### TASK OBJECTIVE:
Check the records below line by line for the string "railing". Give the number of lines that contain it and nothing else.

Collected data
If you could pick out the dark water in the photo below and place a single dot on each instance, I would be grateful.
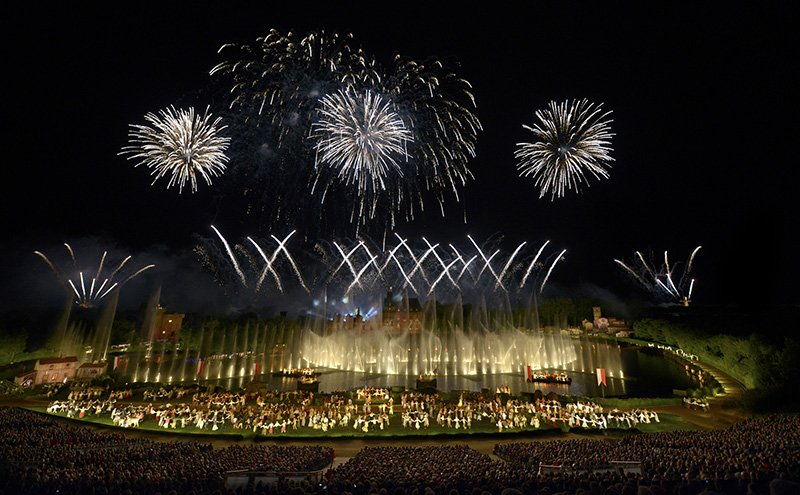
(628, 372)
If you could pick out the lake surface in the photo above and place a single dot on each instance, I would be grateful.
(629, 371)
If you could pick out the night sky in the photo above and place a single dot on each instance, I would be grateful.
(700, 94)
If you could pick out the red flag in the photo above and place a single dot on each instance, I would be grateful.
(601, 376)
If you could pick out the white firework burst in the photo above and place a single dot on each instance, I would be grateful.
(361, 136)
(181, 144)
(572, 142)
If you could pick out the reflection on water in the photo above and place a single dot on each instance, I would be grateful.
(628, 372)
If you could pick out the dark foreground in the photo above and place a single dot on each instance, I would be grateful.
(43, 455)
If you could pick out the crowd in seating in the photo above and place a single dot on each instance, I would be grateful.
(700, 403)
(39, 454)
(743, 458)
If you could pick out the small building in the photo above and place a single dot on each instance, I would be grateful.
(401, 316)
(55, 370)
(26, 379)
(168, 326)
(90, 371)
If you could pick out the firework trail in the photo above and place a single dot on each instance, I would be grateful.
(362, 269)
(99, 286)
(572, 140)
(660, 281)
(179, 144)
(430, 269)
(251, 274)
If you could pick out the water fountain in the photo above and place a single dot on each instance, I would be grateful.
(407, 339)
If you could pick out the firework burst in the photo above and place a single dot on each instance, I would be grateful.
(572, 141)
(361, 138)
(90, 287)
(180, 144)
(372, 141)
(662, 280)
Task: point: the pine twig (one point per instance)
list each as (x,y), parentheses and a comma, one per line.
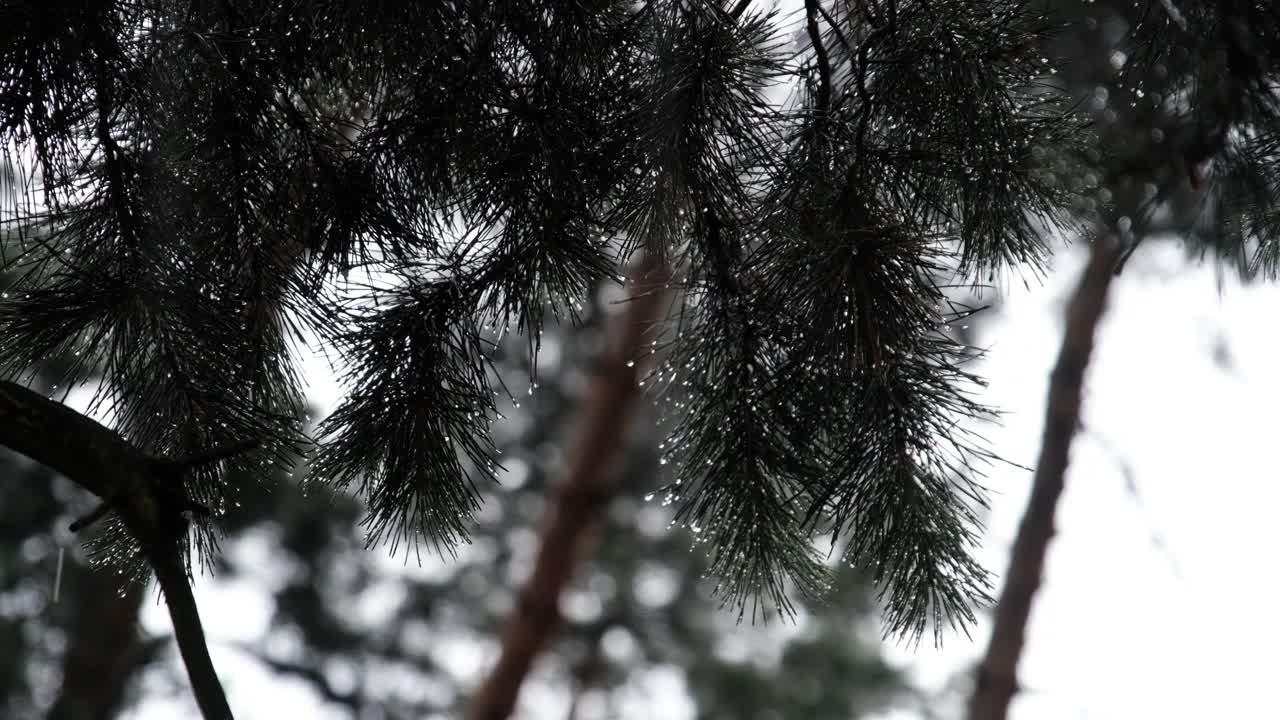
(602,429)
(997,678)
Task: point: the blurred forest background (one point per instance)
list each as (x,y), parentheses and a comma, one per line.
(380,638)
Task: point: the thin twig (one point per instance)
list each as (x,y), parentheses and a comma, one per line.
(819,49)
(997,679)
(603,425)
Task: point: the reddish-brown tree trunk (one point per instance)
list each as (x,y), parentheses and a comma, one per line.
(602,428)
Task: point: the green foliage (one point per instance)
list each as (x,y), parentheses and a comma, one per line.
(196,187)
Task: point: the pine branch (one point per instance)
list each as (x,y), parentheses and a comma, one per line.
(997,679)
(602,429)
(141,490)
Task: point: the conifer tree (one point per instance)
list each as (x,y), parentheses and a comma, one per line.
(195,187)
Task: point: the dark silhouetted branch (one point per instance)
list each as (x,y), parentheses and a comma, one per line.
(997,675)
(140,488)
(602,428)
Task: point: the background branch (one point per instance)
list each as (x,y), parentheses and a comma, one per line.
(997,675)
(604,419)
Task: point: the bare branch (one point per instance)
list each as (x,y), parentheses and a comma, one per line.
(138,488)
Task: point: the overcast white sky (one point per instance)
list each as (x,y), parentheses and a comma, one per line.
(1156,602)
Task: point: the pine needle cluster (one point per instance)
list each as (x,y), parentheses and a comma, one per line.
(192,190)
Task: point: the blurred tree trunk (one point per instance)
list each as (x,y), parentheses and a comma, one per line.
(105,647)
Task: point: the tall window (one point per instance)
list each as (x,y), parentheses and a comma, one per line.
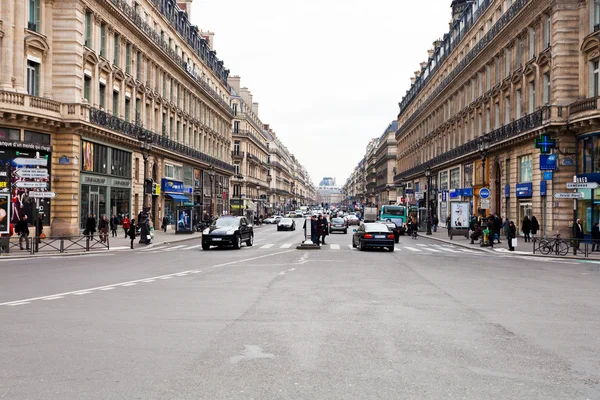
(115,103)
(531,97)
(102,96)
(33,78)
(525,169)
(128,58)
(33,23)
(87,88)
(103,40)
(546,93)
(116,49)
(88,29)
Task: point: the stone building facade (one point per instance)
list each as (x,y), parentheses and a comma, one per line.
(111,93)
(507,73)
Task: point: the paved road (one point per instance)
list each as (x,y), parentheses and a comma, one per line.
(270,322)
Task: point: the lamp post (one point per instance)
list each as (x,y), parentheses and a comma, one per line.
(428,176)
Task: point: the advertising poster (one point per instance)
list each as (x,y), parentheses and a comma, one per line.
(459,214)
(4,213)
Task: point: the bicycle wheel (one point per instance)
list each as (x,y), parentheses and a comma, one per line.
(545,247)
(563,248)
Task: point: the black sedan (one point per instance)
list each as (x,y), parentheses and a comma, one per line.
(228,231)
(286,224)
(373,235)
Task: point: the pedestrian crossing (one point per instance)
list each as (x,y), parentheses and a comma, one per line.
(419,248)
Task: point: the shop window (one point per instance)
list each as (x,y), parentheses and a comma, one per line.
(525,168)
(39,138)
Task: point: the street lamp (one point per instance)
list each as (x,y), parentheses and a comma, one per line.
(428,176)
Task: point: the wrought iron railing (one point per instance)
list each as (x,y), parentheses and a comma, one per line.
(106,120)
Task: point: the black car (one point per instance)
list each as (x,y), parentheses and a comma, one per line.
(373,234)
(228,231)
(286,224)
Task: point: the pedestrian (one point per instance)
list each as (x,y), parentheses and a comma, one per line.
(512,236)
(22,229)
(596,237)
(131,232)
(535,226)
(126,225)
(526,228)
(103,228)
(165,223)
(114,222)
(578,233)
(90,226)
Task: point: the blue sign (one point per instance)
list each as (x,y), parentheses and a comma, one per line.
(171,186)
(543,188)
(524,189)
(548,162)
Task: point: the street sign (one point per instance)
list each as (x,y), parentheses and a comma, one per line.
(42,195)
(582,185)
(31,161)
(31,185)
(568,195)
(32,173)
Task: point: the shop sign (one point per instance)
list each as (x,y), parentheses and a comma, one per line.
(548,162)
(524,189)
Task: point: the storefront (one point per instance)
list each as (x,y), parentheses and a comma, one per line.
(105,182)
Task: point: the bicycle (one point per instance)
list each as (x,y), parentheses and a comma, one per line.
(556,246)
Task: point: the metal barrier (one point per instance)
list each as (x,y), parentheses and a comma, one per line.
(562,247)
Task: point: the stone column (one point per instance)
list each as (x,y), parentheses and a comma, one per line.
(18,58)
(8,43)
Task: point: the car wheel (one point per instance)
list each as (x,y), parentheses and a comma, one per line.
(238,242)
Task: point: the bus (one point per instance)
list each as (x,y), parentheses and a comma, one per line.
(395,214)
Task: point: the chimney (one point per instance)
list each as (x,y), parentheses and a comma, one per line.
(234,82)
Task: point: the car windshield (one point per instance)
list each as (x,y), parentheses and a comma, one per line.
(226,223)
(376,228)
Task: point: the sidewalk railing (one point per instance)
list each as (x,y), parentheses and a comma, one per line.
(562,247)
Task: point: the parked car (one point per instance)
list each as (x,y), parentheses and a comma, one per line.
(228,231)
(373,235)
(339,225)
(286,224)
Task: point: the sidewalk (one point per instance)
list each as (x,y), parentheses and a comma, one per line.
(523,248)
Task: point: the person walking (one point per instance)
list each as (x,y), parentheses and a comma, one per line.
(512,235)
(165,223)
(90,226)
(126,225)
(578,233)
(535,226)
(131,232)
(22,229)
(596,237)
(526,228)
(114,222)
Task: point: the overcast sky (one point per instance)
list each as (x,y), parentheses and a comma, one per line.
(328,74)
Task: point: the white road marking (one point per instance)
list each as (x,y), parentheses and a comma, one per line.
(145,280)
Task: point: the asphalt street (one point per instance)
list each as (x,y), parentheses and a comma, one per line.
(171,321)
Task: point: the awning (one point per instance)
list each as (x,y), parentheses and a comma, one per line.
(178,197)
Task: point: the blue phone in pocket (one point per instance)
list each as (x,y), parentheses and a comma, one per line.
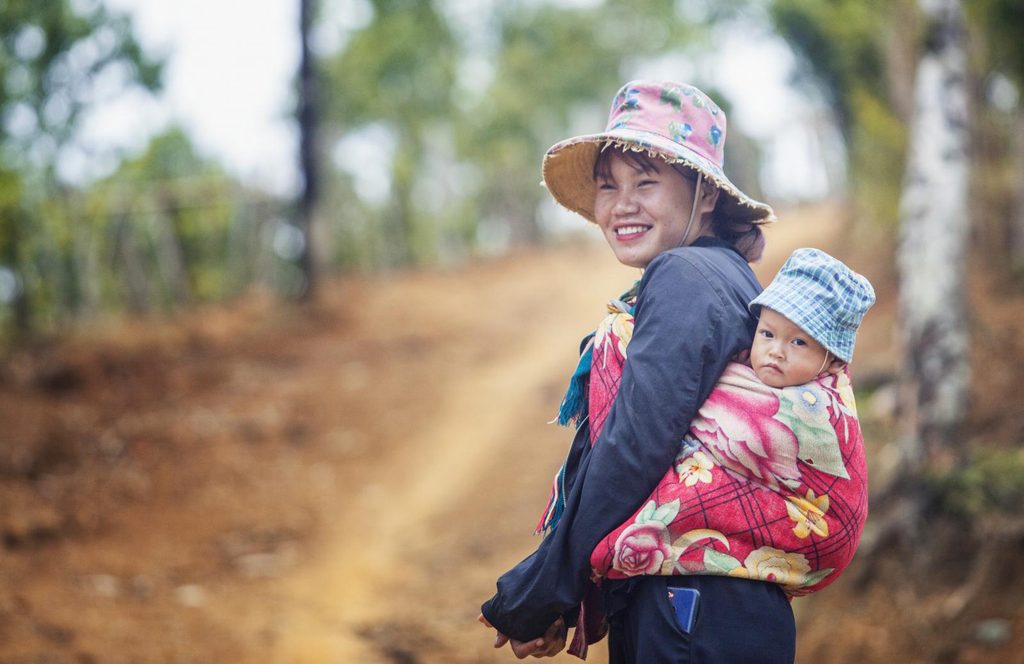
(685,602)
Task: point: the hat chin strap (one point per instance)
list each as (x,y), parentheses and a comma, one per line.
(693,210)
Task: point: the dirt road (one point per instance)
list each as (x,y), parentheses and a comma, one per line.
(256,484)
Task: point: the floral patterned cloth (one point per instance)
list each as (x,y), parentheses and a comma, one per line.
(769,484)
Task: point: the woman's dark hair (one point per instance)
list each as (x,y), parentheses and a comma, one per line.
(747,237)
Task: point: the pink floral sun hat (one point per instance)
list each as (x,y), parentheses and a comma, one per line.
(672,121)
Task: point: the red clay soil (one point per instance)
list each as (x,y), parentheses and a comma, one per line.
(257,483)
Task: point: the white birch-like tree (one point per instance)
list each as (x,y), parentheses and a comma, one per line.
(933,243)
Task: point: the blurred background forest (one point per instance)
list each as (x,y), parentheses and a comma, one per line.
(198,369)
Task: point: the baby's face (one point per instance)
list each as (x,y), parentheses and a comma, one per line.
(782,354)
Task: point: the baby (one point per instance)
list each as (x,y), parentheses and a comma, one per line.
(770,482)
(809,317)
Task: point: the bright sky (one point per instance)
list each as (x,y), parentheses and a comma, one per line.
(230,65)
(227,81)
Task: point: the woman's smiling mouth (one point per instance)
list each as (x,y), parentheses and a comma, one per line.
(628,231)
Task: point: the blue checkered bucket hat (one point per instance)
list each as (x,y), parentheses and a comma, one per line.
(822,296)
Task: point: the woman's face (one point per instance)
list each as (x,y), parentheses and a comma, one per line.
(643,207)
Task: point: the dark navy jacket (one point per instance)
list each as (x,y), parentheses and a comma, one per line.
(690,319)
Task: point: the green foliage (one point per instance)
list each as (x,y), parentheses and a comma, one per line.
(1003,22)
(845,50)
(992,481)
(51,60)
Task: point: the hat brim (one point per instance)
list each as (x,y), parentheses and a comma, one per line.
(568,172)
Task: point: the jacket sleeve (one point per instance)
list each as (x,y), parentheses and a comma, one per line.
(684,333)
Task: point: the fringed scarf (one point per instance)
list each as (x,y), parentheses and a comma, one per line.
(574,408)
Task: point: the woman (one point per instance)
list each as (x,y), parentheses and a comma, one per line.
(653,183)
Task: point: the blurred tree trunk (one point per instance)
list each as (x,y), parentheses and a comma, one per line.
(171,255)
(1017,220)
(933,239)
(309,164)
(135,280)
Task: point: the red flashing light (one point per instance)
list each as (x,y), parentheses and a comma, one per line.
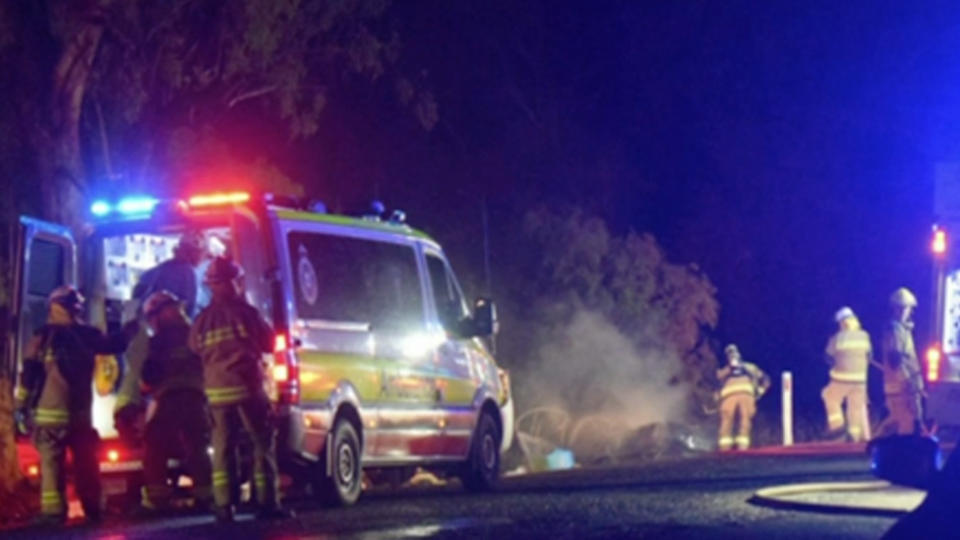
(281,373)
(219,199)
(939,245)
(280,343)
(284,370)
(933,364)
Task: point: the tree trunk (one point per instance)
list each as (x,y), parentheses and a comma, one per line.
(59,160)
(55,136)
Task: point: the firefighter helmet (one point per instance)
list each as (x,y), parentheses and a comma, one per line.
(69,297)
(157,301)
(221,269)
(844,313)
(902,297)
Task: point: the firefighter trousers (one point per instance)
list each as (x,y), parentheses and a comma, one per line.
(52,444)
(255,416)
(904,412)
(742,405)
(179,428)
(854,395)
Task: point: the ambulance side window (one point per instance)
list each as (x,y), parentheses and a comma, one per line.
(446,296)
(45,273)
(251,256)
(46,267)
(347,279)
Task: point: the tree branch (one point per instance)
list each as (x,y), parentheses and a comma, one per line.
(251,95)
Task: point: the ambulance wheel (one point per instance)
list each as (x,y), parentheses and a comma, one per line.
(482,469)
(342,487)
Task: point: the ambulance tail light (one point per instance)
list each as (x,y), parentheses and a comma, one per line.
(218,199)
(284,370)
(933,364)
(939,243)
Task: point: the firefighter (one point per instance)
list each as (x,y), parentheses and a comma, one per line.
(173,375)
(230,336)
(742,384)
(56,393)
(902,378)
(848,354)
(178,276)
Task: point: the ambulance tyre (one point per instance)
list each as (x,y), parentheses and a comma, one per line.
(482,468)
(342,487)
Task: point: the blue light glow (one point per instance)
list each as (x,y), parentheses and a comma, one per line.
(100,208)
(136,205)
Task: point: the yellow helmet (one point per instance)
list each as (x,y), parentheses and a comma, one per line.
(844,313)
(902,297)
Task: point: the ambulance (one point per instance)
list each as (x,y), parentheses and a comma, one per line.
(379,365)
(941,358)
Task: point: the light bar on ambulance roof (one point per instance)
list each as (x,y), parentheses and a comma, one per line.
(128,206)
(219,199)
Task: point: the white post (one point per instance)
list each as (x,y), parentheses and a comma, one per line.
(786,383)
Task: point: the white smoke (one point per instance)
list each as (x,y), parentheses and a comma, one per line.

### TASK OUTPUT:
2